WORK REQUEST.
Reply with nothing but the number of lines in the data below where the word "query" occurs.
== == ==
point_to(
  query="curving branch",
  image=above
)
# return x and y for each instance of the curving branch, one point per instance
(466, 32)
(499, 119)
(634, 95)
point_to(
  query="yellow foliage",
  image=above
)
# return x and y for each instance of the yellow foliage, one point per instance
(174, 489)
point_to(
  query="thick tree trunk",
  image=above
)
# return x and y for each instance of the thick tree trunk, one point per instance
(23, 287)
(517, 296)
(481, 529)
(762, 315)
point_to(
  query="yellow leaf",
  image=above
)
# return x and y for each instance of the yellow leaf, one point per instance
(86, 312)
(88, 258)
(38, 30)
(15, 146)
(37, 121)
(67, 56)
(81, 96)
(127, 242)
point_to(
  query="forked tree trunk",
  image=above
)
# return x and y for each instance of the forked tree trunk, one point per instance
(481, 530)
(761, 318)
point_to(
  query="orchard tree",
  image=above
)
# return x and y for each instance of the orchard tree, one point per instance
== == ==
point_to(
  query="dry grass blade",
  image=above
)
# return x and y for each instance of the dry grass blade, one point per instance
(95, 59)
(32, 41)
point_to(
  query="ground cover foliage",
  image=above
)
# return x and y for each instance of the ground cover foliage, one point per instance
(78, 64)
== == ==
ANSWER.
8